(Saved entries)
+ + + + +
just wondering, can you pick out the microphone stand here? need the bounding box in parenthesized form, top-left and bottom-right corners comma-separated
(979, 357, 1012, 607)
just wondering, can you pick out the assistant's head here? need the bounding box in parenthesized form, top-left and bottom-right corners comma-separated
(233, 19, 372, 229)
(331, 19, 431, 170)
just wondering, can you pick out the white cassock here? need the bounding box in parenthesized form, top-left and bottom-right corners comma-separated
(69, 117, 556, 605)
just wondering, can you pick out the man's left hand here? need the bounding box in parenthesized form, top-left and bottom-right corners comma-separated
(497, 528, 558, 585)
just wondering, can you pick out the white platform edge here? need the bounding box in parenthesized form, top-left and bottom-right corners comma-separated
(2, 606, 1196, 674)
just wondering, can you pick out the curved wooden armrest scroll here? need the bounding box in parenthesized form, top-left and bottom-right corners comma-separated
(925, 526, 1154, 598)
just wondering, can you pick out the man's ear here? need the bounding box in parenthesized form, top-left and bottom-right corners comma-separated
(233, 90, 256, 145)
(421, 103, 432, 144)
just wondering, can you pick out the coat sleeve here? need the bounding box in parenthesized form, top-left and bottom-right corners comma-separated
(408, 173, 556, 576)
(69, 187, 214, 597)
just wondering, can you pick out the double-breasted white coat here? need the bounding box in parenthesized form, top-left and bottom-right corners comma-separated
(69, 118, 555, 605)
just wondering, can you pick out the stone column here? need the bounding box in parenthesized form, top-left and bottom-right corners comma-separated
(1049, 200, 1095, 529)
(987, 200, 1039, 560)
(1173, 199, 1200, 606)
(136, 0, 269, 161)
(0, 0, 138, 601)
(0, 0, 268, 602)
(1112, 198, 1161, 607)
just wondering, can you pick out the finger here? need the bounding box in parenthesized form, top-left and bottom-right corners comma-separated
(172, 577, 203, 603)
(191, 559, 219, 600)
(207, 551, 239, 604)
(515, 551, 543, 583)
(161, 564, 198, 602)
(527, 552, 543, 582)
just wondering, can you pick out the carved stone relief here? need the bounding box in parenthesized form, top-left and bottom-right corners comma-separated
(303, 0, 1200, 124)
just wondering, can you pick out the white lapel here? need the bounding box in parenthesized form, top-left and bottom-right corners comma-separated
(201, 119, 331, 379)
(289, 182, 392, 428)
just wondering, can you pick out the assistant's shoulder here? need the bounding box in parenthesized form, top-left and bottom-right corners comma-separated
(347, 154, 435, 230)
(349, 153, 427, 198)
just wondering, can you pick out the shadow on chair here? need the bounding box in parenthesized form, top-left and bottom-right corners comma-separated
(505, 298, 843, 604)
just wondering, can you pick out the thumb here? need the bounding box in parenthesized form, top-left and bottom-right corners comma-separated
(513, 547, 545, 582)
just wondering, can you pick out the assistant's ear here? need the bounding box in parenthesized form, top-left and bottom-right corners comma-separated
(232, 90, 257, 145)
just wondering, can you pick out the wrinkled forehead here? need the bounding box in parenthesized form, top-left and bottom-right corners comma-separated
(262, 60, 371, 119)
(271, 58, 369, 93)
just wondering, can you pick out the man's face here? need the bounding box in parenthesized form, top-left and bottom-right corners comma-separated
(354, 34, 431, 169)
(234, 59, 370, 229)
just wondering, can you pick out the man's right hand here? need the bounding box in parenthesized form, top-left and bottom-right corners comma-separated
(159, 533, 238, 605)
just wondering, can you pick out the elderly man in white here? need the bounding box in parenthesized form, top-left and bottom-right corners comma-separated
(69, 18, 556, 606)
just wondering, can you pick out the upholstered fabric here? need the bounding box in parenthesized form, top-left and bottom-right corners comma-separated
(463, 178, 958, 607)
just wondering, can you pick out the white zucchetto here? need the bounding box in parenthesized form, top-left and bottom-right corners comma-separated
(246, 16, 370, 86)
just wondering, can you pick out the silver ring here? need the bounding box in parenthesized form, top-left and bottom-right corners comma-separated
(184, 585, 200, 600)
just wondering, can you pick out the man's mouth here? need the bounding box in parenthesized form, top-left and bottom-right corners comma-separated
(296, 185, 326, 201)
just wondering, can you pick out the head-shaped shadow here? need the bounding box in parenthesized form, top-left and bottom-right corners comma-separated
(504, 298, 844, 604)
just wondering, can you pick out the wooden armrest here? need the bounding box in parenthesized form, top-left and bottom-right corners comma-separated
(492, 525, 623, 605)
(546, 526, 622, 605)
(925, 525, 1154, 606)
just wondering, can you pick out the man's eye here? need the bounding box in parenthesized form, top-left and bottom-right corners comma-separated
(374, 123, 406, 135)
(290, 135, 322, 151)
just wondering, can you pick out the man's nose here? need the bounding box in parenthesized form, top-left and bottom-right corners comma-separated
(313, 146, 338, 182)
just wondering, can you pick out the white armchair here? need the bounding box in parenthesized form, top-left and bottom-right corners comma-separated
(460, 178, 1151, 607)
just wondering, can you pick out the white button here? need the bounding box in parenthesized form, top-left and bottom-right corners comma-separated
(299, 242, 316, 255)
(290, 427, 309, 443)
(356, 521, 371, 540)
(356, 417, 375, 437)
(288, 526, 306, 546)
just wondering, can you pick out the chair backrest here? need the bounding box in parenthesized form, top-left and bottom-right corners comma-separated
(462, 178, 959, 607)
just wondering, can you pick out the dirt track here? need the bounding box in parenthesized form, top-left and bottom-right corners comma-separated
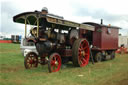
(103, 71, 128, 85)
(118, 79, 128, 85)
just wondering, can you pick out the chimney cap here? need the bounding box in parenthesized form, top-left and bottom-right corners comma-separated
(41, 7, 48, 13)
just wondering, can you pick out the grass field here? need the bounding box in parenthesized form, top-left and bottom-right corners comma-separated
(0, 43, 128, 85)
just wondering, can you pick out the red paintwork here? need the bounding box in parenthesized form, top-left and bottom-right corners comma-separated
(59, 49, 72, 57)
(0, 40, 12, 43)
(101, 27, 118, 50)
(93, 27, 118, 50)
(78, 39, 90, 67)
(84, 22, 119, 51)
(50, 53, 61, 72)
(92, 27, 101, 49)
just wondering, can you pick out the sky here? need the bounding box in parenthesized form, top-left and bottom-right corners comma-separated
(1, 0, 128, 38)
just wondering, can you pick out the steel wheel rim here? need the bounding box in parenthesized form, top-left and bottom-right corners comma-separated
(50, 54, 61, 72)
(78, 40, 90, 67)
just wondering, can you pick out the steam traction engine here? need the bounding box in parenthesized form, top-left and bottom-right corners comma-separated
(13, 8, 120, 72)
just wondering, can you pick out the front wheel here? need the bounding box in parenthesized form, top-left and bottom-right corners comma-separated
(48, 53, 61, 73)
(24, 52, 38, 69)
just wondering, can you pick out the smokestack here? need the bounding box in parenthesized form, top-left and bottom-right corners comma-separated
(101, 19, 103, 24)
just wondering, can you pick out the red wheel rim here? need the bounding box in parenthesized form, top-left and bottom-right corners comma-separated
(78, 40, 90, 67)
(50, 54, 61, 72)
(26, 54, 38, 68)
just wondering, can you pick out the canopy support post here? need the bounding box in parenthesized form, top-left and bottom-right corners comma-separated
(37, 18, 39, 38)
(25, 18, 27, 38)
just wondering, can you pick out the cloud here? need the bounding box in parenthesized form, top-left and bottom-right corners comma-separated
(73, 7, 128, 27)
(71, 1, 128, 22)
(68, 1, 128, 35)
(1, 1, 25, 36)
(1, 0, 128, 37)
(1, 0, 74, 36)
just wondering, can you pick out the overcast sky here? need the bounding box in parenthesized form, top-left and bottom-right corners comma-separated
(1, 0, 128, 37)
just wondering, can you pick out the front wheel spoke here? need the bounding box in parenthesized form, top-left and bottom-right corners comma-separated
(51, 63, 55, 66)
(27, 59, 30, 62)
(27, 62, 30, 64)
(52, 60, 55, 65)
(27, 63, 30, 66)
(53, 60, 56, 64)
(33, 58, 36, 61)
(31, 64, 33, 67)
(28, 60, 31, 64)
(29, 57, 32, 60)
(53, 64, 57, 71)
(54, 64, 57, 70)
(54, 64, 57, 68)
(54, 57, 56, 62)
(51, 66, 54, 71)
(27, 60, 30, 63)
(30, 64, 32, 67)
(32, 64, 34, 67)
+ + + + +
= PROBLEM =
The line containing "just wondering, can you pick out the sky" marks the start; retype it and each line after it through the end of the records above, exactly.

= ANSWER BOX =
just wondering, can you pick out the sky here? need the bounding box in parenthesized form, top-left and bottom-right corners comma-separated
(1, 0, 128, 38)
just wondering, can you pick out the steel wheel rim here? need the bounding box in parenthesized form, top-left and bottom-right corners comma-separated
(50, 54, 61, 72)
(78, 40, 90, 67)
just wondering, can you pick out the steam traction engine here? need the bounding box in parenthesized form, top-left and bottom-right corners comma-separated
(13, 8, 120, 72)
just wondering, can you pick out the front wheel here? need the bounding box in parenthesized form, top-left and bottom-right corners comma-separated
(48, 53, 61, 73)
(24, 52, 38, 69)
just wondering, can you pick out the smokestack here? need the bounding box in parenthesized form, top-left and bottom-right corners comma-separated
(101, 19, 103, 24)
just wondering, can you pick out the red wheel rim here? need the bounding box in parenthesized form, top-left and bottom-right corners comma-separated
(78, 40, 90, 67)
(50, 54, 61, 72)
(26, 54, 38, 68)
just wondering, can you pick out the canopy support post here? need the bounding box in parenthesized form, top-left and bottom-right corners comma-separated
(37, 18, 39, 38)
(25, 18, 27, 38)
just wondering, can you pick out the cloud here? need the bounding box in parenthesized form, top-left and bottom-right corners comma-separated
(73, 7, 128, 27)
(71, 1, 128, 22)
(68, 1, 128, 35)
(1, 1, 25, 36)
(1, 0, 128, 37)
(1, 0, 74, 36)
just wondering, can you pick out the overcast sky here? need the bounding box in parenthesized form, top-left and bottom-right corners comma-separated
(1, 0, 128, 37)
just wondering, can you pick out the front wheel spoke here? need the bounding box in parenthesized form, top-left and bottom-right corners comma-separated
(51, 63, 55, 66)
(27, 59, 30, 62)
(27, 62, 30, 64)
(52, 60, 55, 65)
(27, 63, 30, 66)
(53, 60, 56, 64)
(33, 58, 36, 61)
(31, 64, 33, 67)
(28, 60, 31, 64)
(29, 57, 32, 60)
(53, 64, 57, 71)
(54, 64, 57, 70)
(54, 64, 57, 68)
(54, 57, 56, 62)
(51, 66, 54, 71)
(27, 60, 30, 63)
(30, 64, 32, 67)
(32, 64, 34, 67)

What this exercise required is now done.